**EXERCISE TASKS:**
• A. In the alkaloid analysis thread below, rewrite everything from "Do you have" down to "in the method.", changing "black tea" to "green tea".
• B. Please list every sample that the first poster in the alkaloid analysis thread below says they prepared.
• C. Carry on the forum thread about alkaloid analysis below, starting after its last sentence.

**DOCUMENT SEGMENT:**
━━━
Tropane alkaloids fortified sample

[klamtza]

Hi everyone,

I'm hoping to get help on following topic:

I'm analysing pyrrolzidine alkaloids via LC-MS/MS.

I have prepared following samples:
- Solvent standard
- matrix matched standard
- sample blank
- sample fortified at 0.05 mg/kg

For some analytes (e.g. Atropine), the fortified sample has a peak area that is half is big as for the unfortified blank sample:


This doesn't make sense. I know that everything was injected properly and no mistake was made during sample preparation, because for 10 of 15 analytes, the sample is behaving as expected (showing sufficient recoveries etc.)

This is only occuring for peppermint tea.

Do you have any ideas for me?

[ThoSt]

Now you hit my field of research since i am mainly dealing with phytochemistry and am focused on pyrrolizidine alkaloids. So first mistake Atropin is of course not a pyrrolizidine alkaloid its a tropane alkaloid.....you be forgiven. Since i noticed from your picture that you are german i guess you used the published method of the Federal Risk Assessment Institute(BfR) for plant material. The method is not validated for tropane alkaloids so don't use them, sometimes the coeuleted substances can drastically effect the ionization effiency. See if you can get a matrix matched standard calibration that makes sense, but most likely you need to improve sample preparation, treat it like they treat black tea in the method.
━━━
**DATASET EXCERPTS:**

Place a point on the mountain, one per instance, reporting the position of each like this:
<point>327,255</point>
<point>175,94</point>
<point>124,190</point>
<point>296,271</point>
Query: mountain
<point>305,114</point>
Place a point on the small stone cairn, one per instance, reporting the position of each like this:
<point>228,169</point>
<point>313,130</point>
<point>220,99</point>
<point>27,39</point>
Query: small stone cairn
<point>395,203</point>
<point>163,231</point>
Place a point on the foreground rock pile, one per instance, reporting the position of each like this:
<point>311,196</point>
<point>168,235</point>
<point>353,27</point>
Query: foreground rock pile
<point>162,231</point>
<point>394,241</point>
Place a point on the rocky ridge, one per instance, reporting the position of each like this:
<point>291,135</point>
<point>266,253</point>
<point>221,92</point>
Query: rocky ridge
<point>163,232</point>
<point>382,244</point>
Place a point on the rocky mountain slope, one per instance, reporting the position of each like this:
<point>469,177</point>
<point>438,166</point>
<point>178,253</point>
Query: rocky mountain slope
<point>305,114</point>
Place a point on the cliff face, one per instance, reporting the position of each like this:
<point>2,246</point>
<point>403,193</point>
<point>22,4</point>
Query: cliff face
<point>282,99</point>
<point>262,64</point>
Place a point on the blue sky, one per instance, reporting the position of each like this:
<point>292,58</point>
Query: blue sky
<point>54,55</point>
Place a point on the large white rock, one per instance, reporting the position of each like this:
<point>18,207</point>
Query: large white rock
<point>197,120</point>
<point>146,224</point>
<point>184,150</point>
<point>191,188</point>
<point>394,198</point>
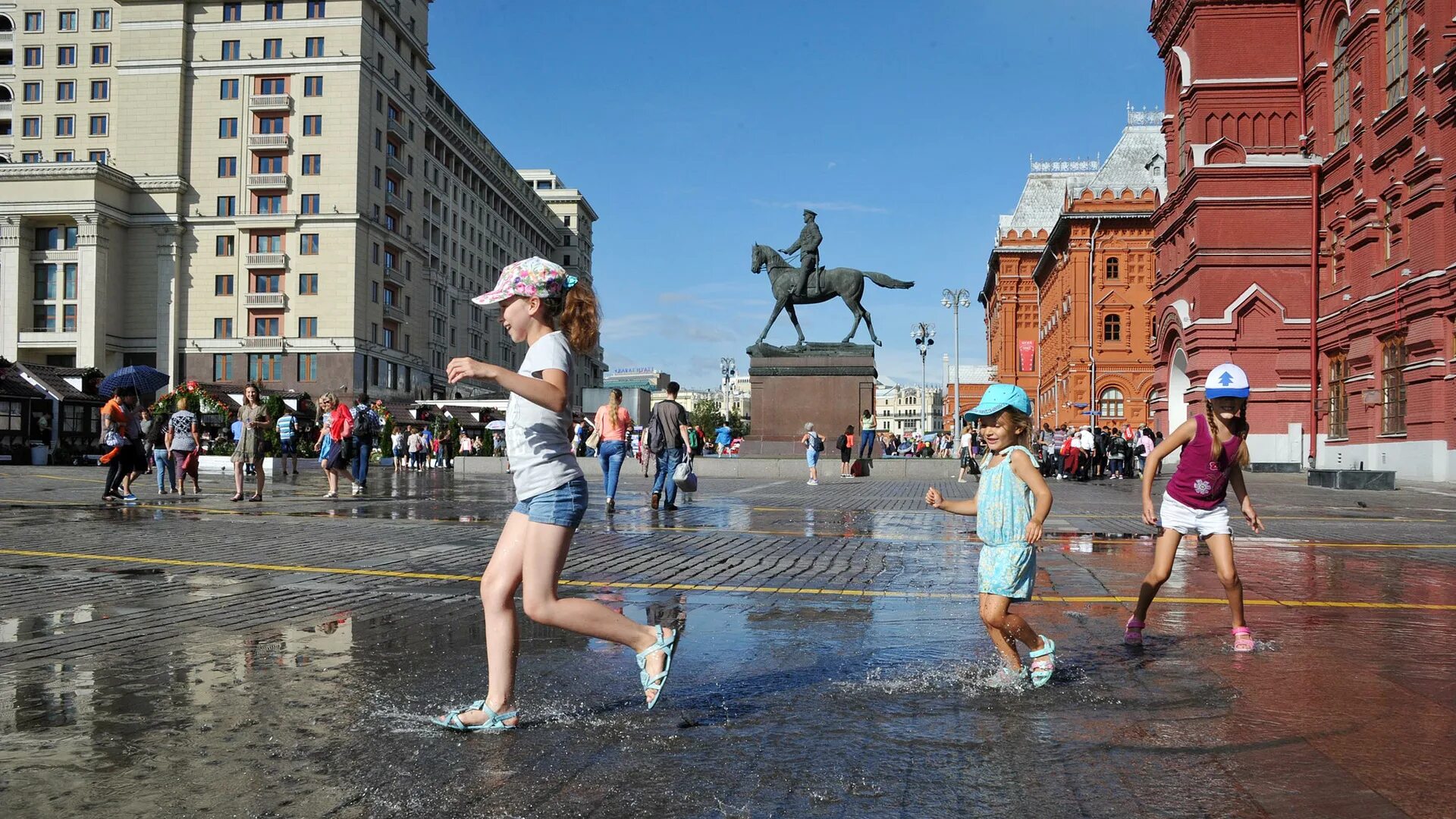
━━━
**RESPONSES TO THE TASKS:**
• A.
Do you have any ideas for me?

[ThoSt]

Now you hit my field of research since i am mainly dealing with phytochemistry and am focused on pyrrolizidine alkaloids. So first mistake Atropin is of course not a pyrrolizidine alkaloid its a tropane alkaloid.....you be forgiven. Since i noticed from your picture that you are german i guess you used the published method of the Federal Risk Assessment Institute(BfR) for plant material. The method is not validated for tropane alkaloids so don't use them, sometimes the coeuleted substances can drastically effect the ionization effiency. See if you can get a matrix matched standard calibration that makes sense, but most likely you need to improve sample preparation, treat it like they treat green tea in the method.

• B.
- Solvent standard
- Matrix matched standard
- Sample blank
- Sample fortified at 0.05 mg/kg

• C.
Otherwise is it a possibility for you to use a better separation system? GC could do the trick(there is an excellent method published by Kempf) or a better lc program should deliver reproducable results.

Also check with an internal standard in your sample and replicates if your lc system might be the problem and doesn't inject it as good as you might think...

[Rndirk]

I don't have experience with these compounds in particular but I do have experience with situations like these in LC-MS/MS in complex matrices: multi-component methods where the signal for just a couple of analytes goes down when the concentration is obviously higher.

Assuming there is not a problem with your sample prep or putting a vial in the wrong position or something... It is likely due to matrix effects.

There's no easy solution. But I think it would make sense to work in a lower concentration range (dilute everything). Judging by the peak areas you can probably afford to dilute 10-100 times. Matrix effects are less severe in lower concentrations. Another thing you could try is to lower the Q1 and/or Q3 peak width. This makes the detection more selective (narrowing the m/z around the peak), but it also lowers the overall signal.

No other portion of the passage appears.